TASK INSTRUCTIONS
What you return must be the full data, repeated verbatim, with no pictures in it.

Referring expression pointing data
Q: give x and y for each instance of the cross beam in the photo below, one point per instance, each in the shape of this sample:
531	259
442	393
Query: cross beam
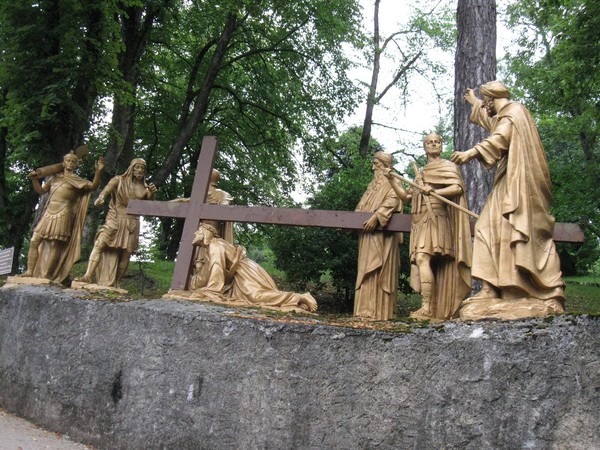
196	210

EXERCISE OUTPUT
Q: give x and y for each instance of the cross beam in the photo below, one point per instance, each in the shape of this sample:
531	259
442	393
Query: cross beam
196	210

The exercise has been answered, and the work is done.